(Things to do)
a) In the blog post, could you reproduce the passage from "I am considering" up to and including "give it go.", changing "social media" to "online communities"?
b) In the blog post, how many IO pins did the PPU have available for accessing its external RAMs?

(Text block)
-------------------------

I am considering doing a series of blog posts, I don't know how often I could
write them or if I could keep them going, but I will try. I'm not big in
social media and I have never written any posts or anything like before this
one, which is weird, I'll admit it, so all this is kind of new, but I think
I'll give it go.

Old systems used line-buffers like the Neo Geo or no buffers like the NES, for
example. So yeah, going with a frame-buffered approach was definitely easier,
but this was not the only reason I chose this way. I had a lot of
restrictions, I was learning a lot of stuff, I didn't know how to work with
FPGAs and I stuck with DIP package ICs that I could put on breadboards and
experiment. And that's why I picked the AVR microcontrollers, which are
awesome but have their disavantages. They have good performance (20Mhz), but
not many pins and I had to bit-bang things like external RAM access (actually
the PPU accesses 3 RAMs with only 32 IO pins available), which meant that it
takes "some time" to access external memory. That's why I chose 2
microcontrollers for video instead of just one, one of them could take "all
the time in the world" (one frame) to fetch information and write a frame to
the frame buffer while the other would generate the video signal and dump the
a frame to the TV. Connecting the two, I felt a double buffer was better.

-------------------------

(Information shown)

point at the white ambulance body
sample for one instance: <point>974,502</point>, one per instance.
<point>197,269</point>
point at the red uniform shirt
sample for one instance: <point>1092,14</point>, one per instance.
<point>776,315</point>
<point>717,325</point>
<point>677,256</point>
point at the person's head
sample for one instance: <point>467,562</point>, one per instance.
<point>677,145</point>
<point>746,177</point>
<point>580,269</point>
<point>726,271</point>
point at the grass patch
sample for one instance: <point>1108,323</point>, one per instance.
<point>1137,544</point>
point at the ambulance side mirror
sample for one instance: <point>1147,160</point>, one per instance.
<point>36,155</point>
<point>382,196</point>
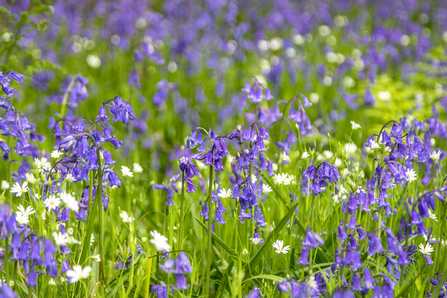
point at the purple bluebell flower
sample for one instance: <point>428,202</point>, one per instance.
<point>283,286</point>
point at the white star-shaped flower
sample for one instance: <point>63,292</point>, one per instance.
<point>78,273</point>
<point>426,250</point>
<point>60,239</point>
<point>266,188</point>
<point>282,179</point>
<point>18,189</point>
<point>225,194</point>
<point>411,175</point>
<point>280,248</point>
<point>160,242</point>
<point>355,125</point>
<point>126,171</point>
<point>52,202</point>
<point>125,217</point>
<point>70,201</point>
<point>137,168</point>
<point>56,154</point>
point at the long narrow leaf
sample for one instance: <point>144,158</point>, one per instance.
<point>276,191</point>
<point>258,254</point>
<point>266,276</point>
<point>231,251</point>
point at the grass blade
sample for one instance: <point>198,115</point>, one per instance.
<point>257,256</point>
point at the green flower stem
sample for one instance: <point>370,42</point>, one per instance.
<point>312,225</point>
<point>98,200</point>
<point>208,262</point>
<point>182,202</point>
<point>6,254</point>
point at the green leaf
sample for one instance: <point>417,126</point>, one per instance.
<point>231,251</point>
<point>266,276</point>
<point>225,279</point>
<point>282,198</point>
<point>257,256</point>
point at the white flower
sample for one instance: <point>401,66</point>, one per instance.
<point>426,250</point>
<point>283,157</point>
<point>159,241</point>
<point>69,201</point>
<point>225,194</point>
<point>56,154</point>
<point>411,175</point>
<point>374,145</point>
<point>280,248</point>
<point>436,155</point>
<point>69,178</point>
<point>42,164</point>
<point>52,202</point>
<point>22,219</point>
<point>327,154</point>
<point>355,125</point>
<point>126,171</point>
<point>137,168</point>
<point>30,178</point>
<point>432,215</point>
<point>60,239</point>
<point>305,155</point>
<point>27,212</point>
<point>125,217</point>
<point>78,273</point>
<point>350,148</point>
<point>72,240</point>
<point>22,216</point>
<point>384,95</point>
<point>5,184</point>
<point>19,190</point>
<point>266,188</point>
<point>312,282</point>
<point>282,179</point>
<point>253,178</point>
<point>256,241</point>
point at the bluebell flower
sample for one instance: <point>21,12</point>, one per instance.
<point>283,286</point>
<point>161,290</point>
<point>255,293</point>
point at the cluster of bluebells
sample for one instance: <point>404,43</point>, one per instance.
<point>15,124</point>
<point>74,92</point>
<point>316,178</point>
<point>256,92</point>
<point>36,255</point>
<point>178,268</point>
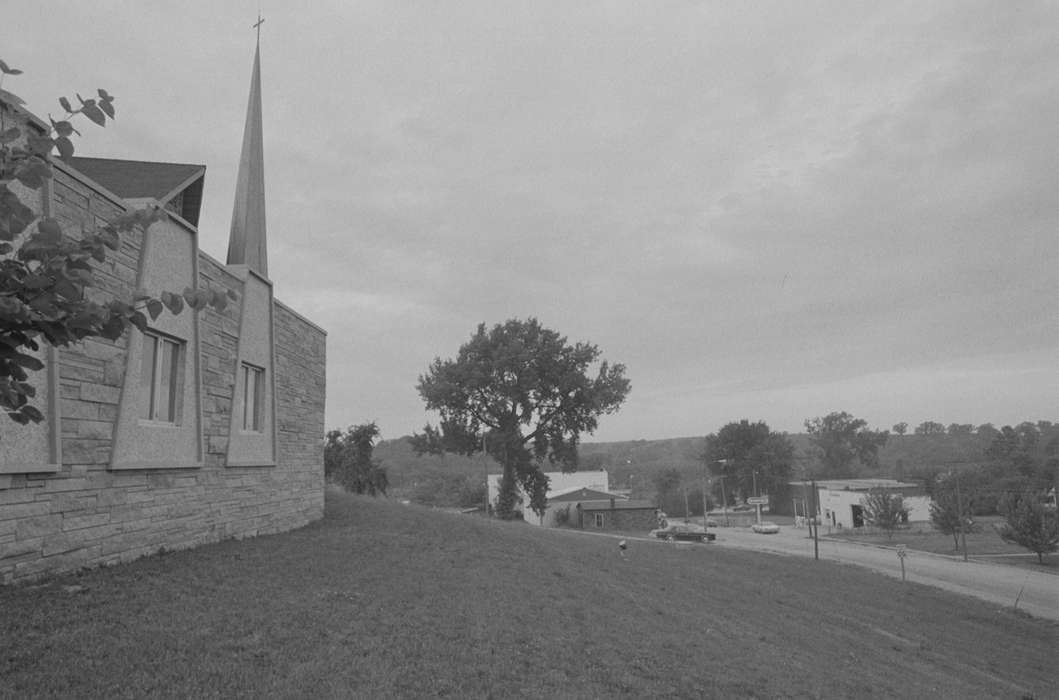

-------------------------

(Answers provided)
a)
I am considering doing a series of blog posts, I don't know how often I could
write them or if I could keep them going, but I will try. I'm not big in
online communities and I have never written any posts or anything like before this
one, which is weird, I'll admit it, so all this is kind of new, but I think
I'll give it go.

b) Only 32 IO pins, shared across 3 RAMs.